=== WHAT THE EXERCISE ASKS ===
Extract every line of the data below that contains the string "tree". Match case exactly.

=== MATERIAL SHOWN ===
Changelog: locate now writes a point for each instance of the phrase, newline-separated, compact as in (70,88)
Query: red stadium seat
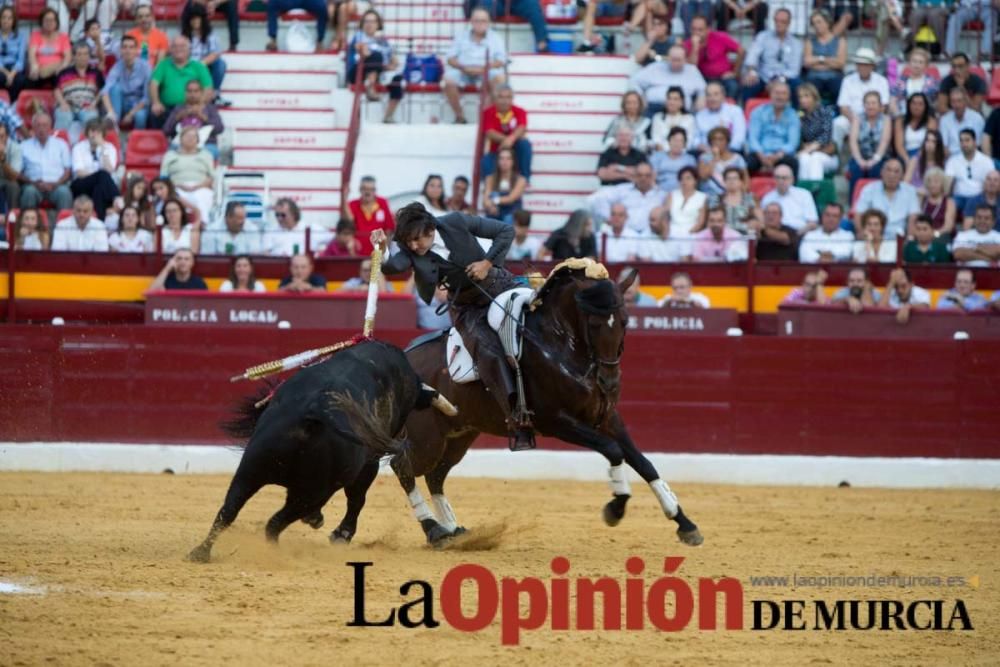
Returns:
(753,103)
(993,95)
(28,10)
(26,105)
(145,152)
(168,10)
(761,185)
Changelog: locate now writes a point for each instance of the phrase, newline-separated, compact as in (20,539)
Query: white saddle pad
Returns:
(461,367)
(511,302)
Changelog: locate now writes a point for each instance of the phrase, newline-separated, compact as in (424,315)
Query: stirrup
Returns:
(521,440)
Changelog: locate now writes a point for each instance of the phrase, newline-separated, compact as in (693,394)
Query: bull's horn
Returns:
(441,403)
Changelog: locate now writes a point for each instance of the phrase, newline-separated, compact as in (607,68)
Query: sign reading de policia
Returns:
(668,603)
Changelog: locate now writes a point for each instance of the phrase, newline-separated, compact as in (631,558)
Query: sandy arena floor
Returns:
(99,559)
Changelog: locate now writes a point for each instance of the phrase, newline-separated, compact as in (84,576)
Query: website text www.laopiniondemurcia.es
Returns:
(668,603)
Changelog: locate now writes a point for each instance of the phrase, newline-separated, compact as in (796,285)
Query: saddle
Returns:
(504,316)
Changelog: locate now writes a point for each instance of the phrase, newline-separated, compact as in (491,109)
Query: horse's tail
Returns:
(370,422)
(246,413)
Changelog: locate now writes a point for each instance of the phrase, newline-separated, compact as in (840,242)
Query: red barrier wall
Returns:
(683,394)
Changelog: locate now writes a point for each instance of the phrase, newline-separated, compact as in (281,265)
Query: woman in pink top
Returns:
(49,51)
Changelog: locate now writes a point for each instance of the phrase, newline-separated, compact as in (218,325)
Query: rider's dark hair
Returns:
(413,221)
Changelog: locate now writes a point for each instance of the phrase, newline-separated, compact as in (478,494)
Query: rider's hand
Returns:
(379,240)
(479,270)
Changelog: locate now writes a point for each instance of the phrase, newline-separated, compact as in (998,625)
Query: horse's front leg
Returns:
(616,445)
(687,531)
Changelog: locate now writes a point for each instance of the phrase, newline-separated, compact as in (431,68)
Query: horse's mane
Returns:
(571,269)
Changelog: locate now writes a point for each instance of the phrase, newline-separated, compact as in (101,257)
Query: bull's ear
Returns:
(625,283)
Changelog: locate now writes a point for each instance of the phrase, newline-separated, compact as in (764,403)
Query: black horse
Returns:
(324,430)
(572,348)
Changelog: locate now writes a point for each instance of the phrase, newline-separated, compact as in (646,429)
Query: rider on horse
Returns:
(444,251)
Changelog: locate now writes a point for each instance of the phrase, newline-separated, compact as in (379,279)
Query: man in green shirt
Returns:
(925,249)
(170,78)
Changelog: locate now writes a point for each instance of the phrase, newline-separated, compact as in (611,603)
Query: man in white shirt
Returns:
(658,246)
(466,60)
(45,170)
(890,195)
(681,295)
(968,169)
(851,100)
(798,208)
(234,239)
(979,246)
(524,246)
(289,238)
(903,295)
(82,232)
(653,80)
(94,161)
(719,113)
(960,118)
(639,198)
(829,243)
(616,242)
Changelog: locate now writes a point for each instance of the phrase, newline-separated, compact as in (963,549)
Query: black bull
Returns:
(323,430)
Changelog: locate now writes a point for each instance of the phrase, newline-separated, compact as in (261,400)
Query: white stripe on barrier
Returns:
(904,472)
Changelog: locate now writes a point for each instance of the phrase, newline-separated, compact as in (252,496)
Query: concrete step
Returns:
(308,197)
(546,222)
(566,141)
(284,62)
(567,83)
(296,177)
(395,14)
(255,80)
(283,157)
(548,181)
(569,103)
(591,122)
(282,100)
(525,63)
(237,118)
(554,203)
(290,139)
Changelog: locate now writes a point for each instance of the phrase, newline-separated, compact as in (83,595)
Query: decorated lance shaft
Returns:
(373,281)
(303,358)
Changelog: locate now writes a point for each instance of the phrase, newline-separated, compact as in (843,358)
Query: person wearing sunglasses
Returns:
(968,169)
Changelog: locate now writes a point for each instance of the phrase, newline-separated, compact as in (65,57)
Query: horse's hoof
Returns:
(614,511)
(341,536)
(690,537)
(200,554)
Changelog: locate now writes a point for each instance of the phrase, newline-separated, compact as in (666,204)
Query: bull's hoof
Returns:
(200,554)
(341,536)
(690,537)
(435,532)
(614,511)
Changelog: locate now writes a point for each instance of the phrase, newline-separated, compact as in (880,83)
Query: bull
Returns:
(323,430)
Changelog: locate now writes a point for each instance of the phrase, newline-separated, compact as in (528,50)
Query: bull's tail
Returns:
(370,422)
(245,415)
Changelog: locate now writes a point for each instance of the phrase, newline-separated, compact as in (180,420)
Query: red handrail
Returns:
(11,243)
(353,130)
(477,157)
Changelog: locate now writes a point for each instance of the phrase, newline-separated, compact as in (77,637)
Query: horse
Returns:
(572,345)
(323,430)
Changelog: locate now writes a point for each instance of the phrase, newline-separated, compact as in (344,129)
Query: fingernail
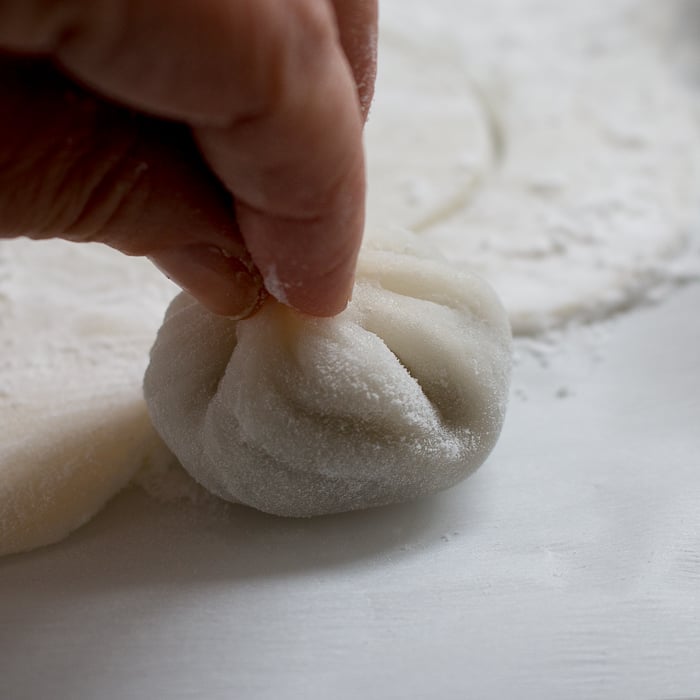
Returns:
(225,284)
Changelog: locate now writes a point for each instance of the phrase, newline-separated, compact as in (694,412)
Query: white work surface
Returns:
(567,567)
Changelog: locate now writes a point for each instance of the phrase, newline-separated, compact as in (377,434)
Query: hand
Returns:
(145,124)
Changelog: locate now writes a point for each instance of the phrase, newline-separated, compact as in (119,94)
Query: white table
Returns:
(568,567)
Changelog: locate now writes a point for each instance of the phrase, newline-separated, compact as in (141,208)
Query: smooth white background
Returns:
(568,566)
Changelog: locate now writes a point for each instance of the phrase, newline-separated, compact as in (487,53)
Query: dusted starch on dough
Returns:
(403,394)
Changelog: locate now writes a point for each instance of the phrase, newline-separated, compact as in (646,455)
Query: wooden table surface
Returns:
(568,567)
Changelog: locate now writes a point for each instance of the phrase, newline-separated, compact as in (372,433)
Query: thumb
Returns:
(75,167)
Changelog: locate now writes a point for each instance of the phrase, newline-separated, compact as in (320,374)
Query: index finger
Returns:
(270,96)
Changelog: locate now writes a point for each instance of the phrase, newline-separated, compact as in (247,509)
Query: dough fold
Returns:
(401,395)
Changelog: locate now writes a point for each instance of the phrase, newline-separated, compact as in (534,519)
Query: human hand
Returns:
(144,124)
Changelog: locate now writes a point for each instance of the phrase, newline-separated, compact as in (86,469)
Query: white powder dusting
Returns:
(577,139)
(552,146)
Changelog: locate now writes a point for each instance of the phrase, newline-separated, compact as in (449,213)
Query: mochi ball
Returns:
(401,395)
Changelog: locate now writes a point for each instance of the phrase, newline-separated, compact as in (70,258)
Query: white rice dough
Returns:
(552,146)
(75,325)
(401,395)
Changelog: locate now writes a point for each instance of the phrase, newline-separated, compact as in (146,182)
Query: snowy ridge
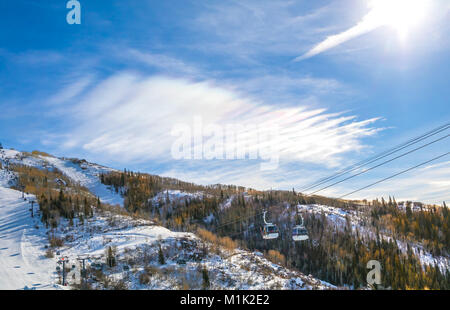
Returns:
(80,172)
(22,261)
(25,263)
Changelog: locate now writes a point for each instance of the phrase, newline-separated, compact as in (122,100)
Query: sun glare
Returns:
(402,15)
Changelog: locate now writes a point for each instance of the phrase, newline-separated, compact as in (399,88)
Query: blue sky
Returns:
(345,79)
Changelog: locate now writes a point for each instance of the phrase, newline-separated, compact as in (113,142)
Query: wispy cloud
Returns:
(129,116)
(398,13)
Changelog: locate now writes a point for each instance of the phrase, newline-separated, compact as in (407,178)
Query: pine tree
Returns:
(161,258)
(205,277)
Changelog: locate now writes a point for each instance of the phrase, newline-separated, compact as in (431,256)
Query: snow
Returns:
(22,261)
(175,196)
(83,173)
(87,175)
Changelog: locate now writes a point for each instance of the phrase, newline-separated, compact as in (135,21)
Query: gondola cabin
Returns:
(270,231)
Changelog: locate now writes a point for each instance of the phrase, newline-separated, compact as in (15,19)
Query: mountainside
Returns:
(122,250)
(164,233)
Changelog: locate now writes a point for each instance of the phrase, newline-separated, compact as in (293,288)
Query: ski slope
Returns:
(84,173)
(22,261)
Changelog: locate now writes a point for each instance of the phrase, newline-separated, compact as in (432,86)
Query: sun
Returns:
(402,15)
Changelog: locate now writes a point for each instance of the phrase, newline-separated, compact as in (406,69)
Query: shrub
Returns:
(56,242)
(144,278)
(276,257)
(49,254)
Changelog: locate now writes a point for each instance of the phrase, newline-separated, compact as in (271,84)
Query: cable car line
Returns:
(397,174)
(379,156)
(381,164)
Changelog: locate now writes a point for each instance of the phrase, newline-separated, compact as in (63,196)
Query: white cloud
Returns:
(401,15)
(129,117)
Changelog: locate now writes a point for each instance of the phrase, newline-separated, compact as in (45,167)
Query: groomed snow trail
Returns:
(22,260)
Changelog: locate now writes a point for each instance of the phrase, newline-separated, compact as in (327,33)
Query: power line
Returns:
(381,164)
(379,156)
(397,174)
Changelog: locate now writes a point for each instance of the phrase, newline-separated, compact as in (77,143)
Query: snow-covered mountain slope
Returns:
(80,172)
(22,255)
(136,243)
(25,262)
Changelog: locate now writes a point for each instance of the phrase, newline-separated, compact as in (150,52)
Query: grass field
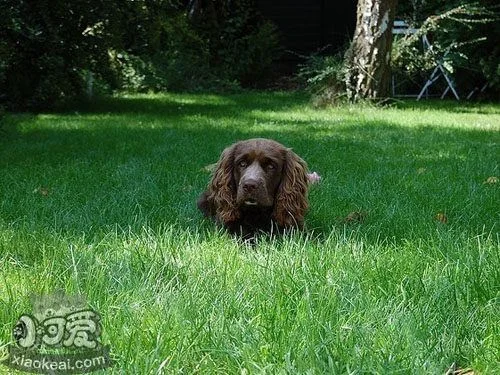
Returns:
(398,271)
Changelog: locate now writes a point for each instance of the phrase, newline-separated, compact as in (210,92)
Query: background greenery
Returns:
(398,270)
(55,51)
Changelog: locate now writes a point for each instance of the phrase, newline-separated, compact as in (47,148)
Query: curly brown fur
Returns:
(257,185)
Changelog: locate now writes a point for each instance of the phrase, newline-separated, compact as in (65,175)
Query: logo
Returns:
(61,336)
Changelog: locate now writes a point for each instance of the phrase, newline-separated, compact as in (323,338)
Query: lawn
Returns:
(398,270)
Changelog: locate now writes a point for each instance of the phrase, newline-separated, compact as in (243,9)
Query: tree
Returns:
(368,58)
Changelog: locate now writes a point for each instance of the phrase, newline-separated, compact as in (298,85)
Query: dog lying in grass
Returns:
(258,185)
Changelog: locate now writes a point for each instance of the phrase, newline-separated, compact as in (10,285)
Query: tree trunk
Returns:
(368,59)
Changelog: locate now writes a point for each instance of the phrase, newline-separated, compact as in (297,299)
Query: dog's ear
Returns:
(291,199)
(221,193)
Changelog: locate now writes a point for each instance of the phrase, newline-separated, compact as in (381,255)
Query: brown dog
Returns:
(258,185)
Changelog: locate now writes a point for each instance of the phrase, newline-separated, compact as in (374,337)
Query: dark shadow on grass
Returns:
(451,106)
(140,162)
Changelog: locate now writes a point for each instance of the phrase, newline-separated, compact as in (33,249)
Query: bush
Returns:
(324,78)
(460,34)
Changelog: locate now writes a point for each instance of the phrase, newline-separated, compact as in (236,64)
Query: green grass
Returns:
(101,201)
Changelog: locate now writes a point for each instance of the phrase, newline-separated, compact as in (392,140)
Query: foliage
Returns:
(458,35)
(242,45)
(47,48)
(324,77)
(44,46)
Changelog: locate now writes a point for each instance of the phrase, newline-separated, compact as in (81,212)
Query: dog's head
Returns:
(259,174)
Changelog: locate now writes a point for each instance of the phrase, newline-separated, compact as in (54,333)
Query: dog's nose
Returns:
(250,185)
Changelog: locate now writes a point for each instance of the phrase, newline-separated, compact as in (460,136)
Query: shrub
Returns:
(324,78)
(459,36)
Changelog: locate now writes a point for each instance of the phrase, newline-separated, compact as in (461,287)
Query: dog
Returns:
(258,185)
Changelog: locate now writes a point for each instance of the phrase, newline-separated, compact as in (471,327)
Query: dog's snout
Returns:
(250,185)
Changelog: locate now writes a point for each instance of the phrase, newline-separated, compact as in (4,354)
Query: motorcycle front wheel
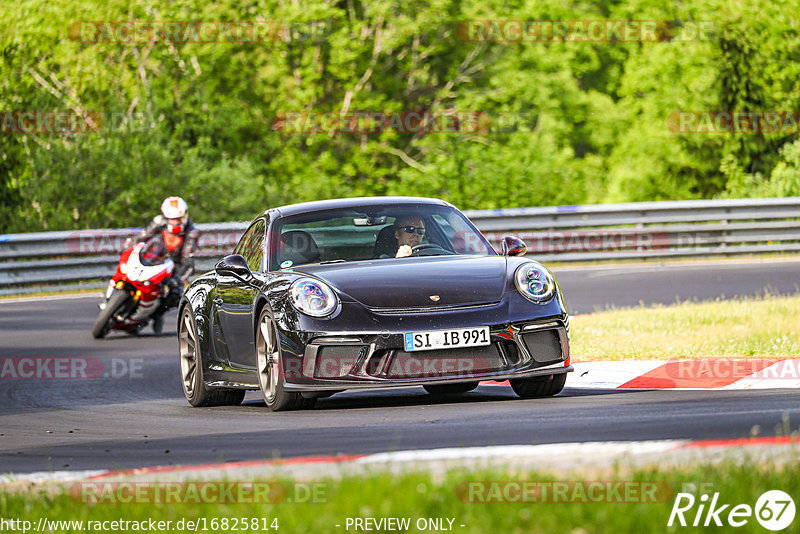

=== WORKED SOLUTION ===
Query: pine tree
Query: tree
Query: tree trunk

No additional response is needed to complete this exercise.